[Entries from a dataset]

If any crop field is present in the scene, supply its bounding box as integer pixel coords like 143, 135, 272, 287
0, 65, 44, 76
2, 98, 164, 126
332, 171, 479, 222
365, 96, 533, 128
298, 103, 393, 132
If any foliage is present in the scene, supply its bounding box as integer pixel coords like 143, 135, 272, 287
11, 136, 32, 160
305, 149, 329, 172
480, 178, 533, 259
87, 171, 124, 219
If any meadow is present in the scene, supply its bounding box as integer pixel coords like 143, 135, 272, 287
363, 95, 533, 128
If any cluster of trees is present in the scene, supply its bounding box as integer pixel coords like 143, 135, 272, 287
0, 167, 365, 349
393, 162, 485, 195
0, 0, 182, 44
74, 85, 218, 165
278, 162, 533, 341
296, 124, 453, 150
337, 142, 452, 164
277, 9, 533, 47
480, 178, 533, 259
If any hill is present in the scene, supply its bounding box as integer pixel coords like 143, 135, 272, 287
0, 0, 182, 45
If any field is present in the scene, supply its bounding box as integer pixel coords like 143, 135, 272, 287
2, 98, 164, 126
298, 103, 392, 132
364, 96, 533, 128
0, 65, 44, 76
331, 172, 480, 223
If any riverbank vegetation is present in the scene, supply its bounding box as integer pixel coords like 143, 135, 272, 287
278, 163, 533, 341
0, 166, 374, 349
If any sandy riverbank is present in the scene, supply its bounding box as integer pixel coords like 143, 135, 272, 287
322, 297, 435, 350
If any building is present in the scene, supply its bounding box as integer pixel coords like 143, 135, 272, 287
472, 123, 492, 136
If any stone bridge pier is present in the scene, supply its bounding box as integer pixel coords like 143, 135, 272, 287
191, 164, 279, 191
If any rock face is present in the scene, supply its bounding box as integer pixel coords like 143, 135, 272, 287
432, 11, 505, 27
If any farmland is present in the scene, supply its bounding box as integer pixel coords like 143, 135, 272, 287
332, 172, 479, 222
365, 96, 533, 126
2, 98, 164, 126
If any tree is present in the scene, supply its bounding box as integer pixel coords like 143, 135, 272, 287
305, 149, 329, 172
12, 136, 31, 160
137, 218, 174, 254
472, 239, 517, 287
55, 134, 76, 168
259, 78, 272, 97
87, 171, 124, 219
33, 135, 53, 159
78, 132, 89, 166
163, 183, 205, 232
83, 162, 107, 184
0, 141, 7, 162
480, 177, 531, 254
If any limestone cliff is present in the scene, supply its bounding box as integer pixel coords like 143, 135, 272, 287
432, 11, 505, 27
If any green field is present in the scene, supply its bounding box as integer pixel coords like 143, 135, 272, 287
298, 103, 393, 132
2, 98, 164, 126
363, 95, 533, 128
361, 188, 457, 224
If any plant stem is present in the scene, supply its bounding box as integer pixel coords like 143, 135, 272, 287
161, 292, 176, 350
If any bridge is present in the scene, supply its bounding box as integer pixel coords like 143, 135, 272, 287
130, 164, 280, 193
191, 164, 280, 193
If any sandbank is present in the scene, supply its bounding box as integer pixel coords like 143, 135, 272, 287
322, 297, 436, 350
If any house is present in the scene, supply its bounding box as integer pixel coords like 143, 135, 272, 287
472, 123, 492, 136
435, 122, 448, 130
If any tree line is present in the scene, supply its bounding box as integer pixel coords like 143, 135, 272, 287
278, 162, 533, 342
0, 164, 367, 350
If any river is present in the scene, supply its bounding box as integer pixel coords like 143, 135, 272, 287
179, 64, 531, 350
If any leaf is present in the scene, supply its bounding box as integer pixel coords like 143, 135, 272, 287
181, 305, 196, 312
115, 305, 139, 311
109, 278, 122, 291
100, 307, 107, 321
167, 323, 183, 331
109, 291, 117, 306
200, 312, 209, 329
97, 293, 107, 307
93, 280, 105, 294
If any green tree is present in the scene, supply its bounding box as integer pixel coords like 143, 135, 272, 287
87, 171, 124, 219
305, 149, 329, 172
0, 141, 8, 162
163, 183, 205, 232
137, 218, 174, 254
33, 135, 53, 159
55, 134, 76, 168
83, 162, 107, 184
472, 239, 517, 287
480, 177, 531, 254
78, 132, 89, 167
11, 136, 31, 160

To do —
Copy all of the data above line for line, with no changes.

Correct answer —
If any crop field is present in the scene, supply its bounding box as integer pixel coords like 143, 135, 272, 287
0, 65, 44, 76
2, 98, 164, 126
332, 171, 479, 222
365, 96, 533, 128
298, 103, 393, 132
If any foliage is present in the scene, supply its bounding box as integer pixel coords like 143, 135, 272, 287
11, 136, 32, 160
305, 149, 329, 172
480, 178, 533, 259
87, 171, 124, 219
If any meadow is present in the scene, supply its bounding box as integer pixel coords like 143, 135, 272, 287
363, 95, 533, 128
If any cluster of trees is present in the scene, supply its bounding box as integer pixel coords like 143, 135, 272, 287
0, 167, 365, 349
393, 162, 485, 195
0, 0, 182, 44
74, 85, 218, 165
278, 162, 533, 341
296, 124, 453, 150
337, 142, 452, 164
277, 9, 533, 47
480, 178, 533, 259
If any hill is present in the scene, supply its bounding box as integer pixel coords like 143, 135, 272, 287
0, 0, 182, 45
If any field is present in the scene, supply its bounding box as integer pixel coords like 143, 135, 272, 287
2, 98, 164, 126
298, 103, 392, 132
364, 96, 533, 128
0, 65, 44, 76
331, 172, 480, 223
If any riverbank vegetation is present in the scene, supply its bounding box as integer pixel coords like 143, 135, 272, 287
278, 163, 533, 341
0, 166, 374, 349
If any sandy riverbank is present in the scene, supply its bounding box as integer pixel coords like 143, 135, 272, 287
322, 297, 435, 350
If any building is present in the scene, supply its bounding box as integer pixel coords like 143, 135, 272, 287
472, 123, 492, 136
If any stone bridge pier is present in the scene, supply its bounding box as integer pixel coords like 143, 135, 272, 287
191, 164, 279, 191
If any rock face is present in the scene, supply its bounding box as integer pixel coords like 143, 135, 272, 287
432, 11, 505, 27
If any farmland is present in the scene, supply its bounding box as integer pixel coords like 143, 135, 272, 287
332, 172, 479, 222
365, 96, 533, 126
2, 98, 164, 126
If any tree is present in the scene, supply its bounding box as integer pixel coords like 143, 135, 272, 287
305, 149, 329, 172
12, 136, 31, 160
137, 218, 174, 254
472, 239, 517, 287
55, 134, 76, 168
259, 78, 272, 97
87, 171, 124, 219
33, 135, 53, 159
78, 132, 89, 166
163, 183, 205, 232
83, 162, 107, 184
0, 141, 7, 162
480, 177, 531, 254
If any limestone cliff is present in the scene, supply its bounding box as integer pixel coords like 143, 135, 272, 287
432, 11, 505, 27
If any green field is present in the scene, supply its bounding box as integer pixel coords like 143, 135, 272, 287
298, 103, 393, 132
2, 98, 164, 126
363, 95, 533, 128
361, 188, 457, 224
If any plant stem is present in the scene, supply its bounding box as integer pixel coords like 143, 135, 272, 287
161, 292, 176, 350
If any bridge is present in the scene, supply its bounding box as integer pixel coords like 143, 135, 272, 287
130, 164, 280, 193
191, 164, 280, 193
If any sandbank is present in the scene, supply its bounding box as integer pixel coords like 143, 135, 272, 287
322, 297, 436, 350
If any house is present in the scene, supply its bounding box as integer pixel coords like 143, 135, 272, 287
472, 123, 492, 136
435, 122, 448, 130
If any tree line is present in the scene, supply its bounding box as integer pixel coords like 143, 135, 272, 287
278, 162, 533, 342
0, 164, 367, 350
If any river is present in the scene, supply its bounding box as integer pixel coords like 143, 135, 272, 287
179, 64, 531, 350
If any leaf is present in the scene, supply its bounding box as integer pixel coords like 143, 135, 272, 287
181, 305, 196, 312
115, 305, 139, 311
109, 278, 122, 291
100, 307, 107, 321
167, 323, 183, 331
109, 291, 117, 306
200, 312, 209, 329
97, 293, 107, 307
93, 280, 105, 294
If any green tree is present in the scene, supply its bounding box as integer pixel coords like 143, 135, 272, 287
87, 171, 124, 219
305, 149, 329, 172
0, 141, 8, 162
163, 183, 205, 232
137, 218, 174, 254
33, 135, 53, 159
55, 134, 76, 168
83, 162, 107, 184
472, 239, 517, 287
480, 177, 531, 254
78, 132, 89, 167
11, 136, 31, 160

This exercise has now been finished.